# Requirement
Format the entries below as a numbered list, omitting any blank lines.
** START **
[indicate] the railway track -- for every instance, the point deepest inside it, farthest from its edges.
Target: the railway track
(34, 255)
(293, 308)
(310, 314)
** END **
# The answer
1. [indicate] the railway track -- for every instance, the point deepest inside it, farthest from its edges.
2. Target: the railway track
3. (34, 255)
4. (293, 308)
5. (310, 314)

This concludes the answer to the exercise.